Material shown
++++

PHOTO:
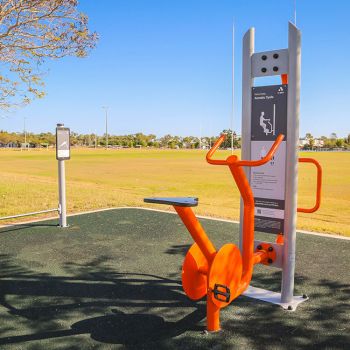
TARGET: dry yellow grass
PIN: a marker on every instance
(101, 179)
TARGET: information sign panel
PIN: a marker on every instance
(269, 119)
(62, 143)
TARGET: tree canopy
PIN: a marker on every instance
(32, 31)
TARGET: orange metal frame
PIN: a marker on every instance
(235, 165)
(204, 267)
(207, 255)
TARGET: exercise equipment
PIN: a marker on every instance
(267, 184)
(225, 274)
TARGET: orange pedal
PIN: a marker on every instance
(225, 275)
(194, 282)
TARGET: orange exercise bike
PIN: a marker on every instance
(225, 274)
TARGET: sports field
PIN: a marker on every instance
(113, 178)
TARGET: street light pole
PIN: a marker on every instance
(106, 110)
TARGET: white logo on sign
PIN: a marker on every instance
(268, 126)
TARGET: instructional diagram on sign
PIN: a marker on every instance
(265, 180)
(269, 119)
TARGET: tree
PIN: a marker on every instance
(32, 31)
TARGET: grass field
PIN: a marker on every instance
(101, 179)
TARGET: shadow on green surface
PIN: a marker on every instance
(120, 296)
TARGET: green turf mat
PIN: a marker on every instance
(112, 280)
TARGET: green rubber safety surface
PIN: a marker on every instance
(112, 280)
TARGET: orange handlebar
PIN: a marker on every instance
(233, 159)
(267, 158)
(319, 185)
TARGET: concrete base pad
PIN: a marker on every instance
(273, 298)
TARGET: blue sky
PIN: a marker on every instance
(164, 66)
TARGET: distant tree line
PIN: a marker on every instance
(138, 140)
(332, 142)
(125, 141)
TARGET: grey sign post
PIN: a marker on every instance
(62, 154)
(268, 111)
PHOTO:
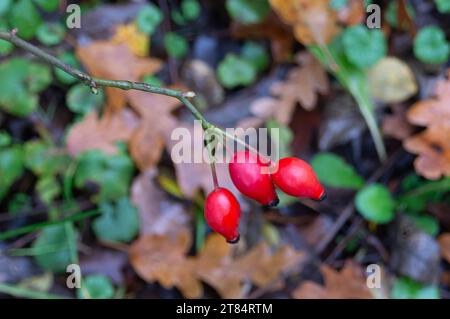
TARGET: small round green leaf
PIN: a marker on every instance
(50, 33)
(191, 9)
(176, 45)
(96, 287)
(81, 100)
(234, 71)
(256, 54)
(391, 14)
(149, 18)
(375, 203)
(248, 11)
(364, 47)
(48, 5)
(333, 171)
(406, 288)
(52, 248)
(118, 223)
(11, 167)
(430, 46)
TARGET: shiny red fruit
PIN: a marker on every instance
(222, 213)
(297, 178)
(247, 173)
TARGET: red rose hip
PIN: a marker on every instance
(222, 213)
(246, 172)
(297, 178)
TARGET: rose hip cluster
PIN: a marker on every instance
(256, 179)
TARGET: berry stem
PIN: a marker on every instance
(95, 83)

++++

Task goal
Every line of the data above should be quoted exactly. Omit the pictures.

The output
PHOTO:
TARGET: dry yellow grass
PIN: a marker on every instance
(101, 179)
TARGET: information sign panel
PIN: a marker on every instance
(269, 119)
(62, 143)
TARGET: tree canopy
PIN: a marker on every instance
(32, 31)
TARGET: orange metal frame
PIN: a marker on every instance
(235, 165)
(204, 267)
(207, 255)
TARGET: exercise equipment
PIN: a marker on every instance
(267, 184)
(225, 274)
TARGET: orange pedal
PIN: a marker on every instance
(225, 275)
(194, 282)
TARGET: orange exercise bike
PIN: a marker on every instance
(225, 274)
TARGET: sports field
PIN: a marker on every instance
(113, 178)
TARGET: street light pole
PIN: a marker on every instance
(106, 110)
TARGET: white logo on sign
PIN: a marker on every instance
(268, 126)
TARGET: instructional diagram on sign
PIN: a marker on every instance
(265, 180)
(269, 119)
TARGET: tree
PIN: a marker on every instance
(32, 31)
TARGET: grass field
PIN: a marker on every instance
(101, 179)
TARGET: shadow on green surface
PIN: a marker on every instance
(120, 296)
TARGET: green turf mat
PIN: a marker on every instance
(112, 280)
TARGET: green rubber safety surface
PIN: a marker on every instance
(112, 280)
TARGET: orange handlebar
PIN: a marker on every instance
(233, 159)
(267, 158)
(319, 185)
TARGET: concrete base pad
PIN: a marker on every instance
(273, 298)
TARGET: blue sky
PIN: a marker on every instance
(164, 66)
TARGET: distant tree line
PIN: a marker on every instance
(138, 140)
(332, 142)
(125, 141)
TARGET: grey sign post
PIN: a marker on every instance
(62, 154)
(268, 111)
PHOTO:
TARGET: small round green leaf
PIN: a marker on every instance
(50, 33)
(191, 9)
(176, 45)
(96, 287)
(81, 100)
(234, 71)
(256, 54)
(391, 14)
(149, 18)
(375, 203)
(248, 11)
(364, 47)
(48, 5)
(333, 171)
(406, 288)
(52, 248)
(118, 223)
(11, 167)
(430, 46)
TARGET: shiny red fruit
PIN: a marker on every instance
(222, 213)
(297, 178)
(247, 173)
TARGET: red rose hip
PIN: a marker on every instance
(222, 213)
(246, 172)
(297, 178)
TARGET: rose hip cluster
PIN: a marker on every instance
(256, 179)
TARGET: berry stem
PIN: a marker on every instance
(95, 83)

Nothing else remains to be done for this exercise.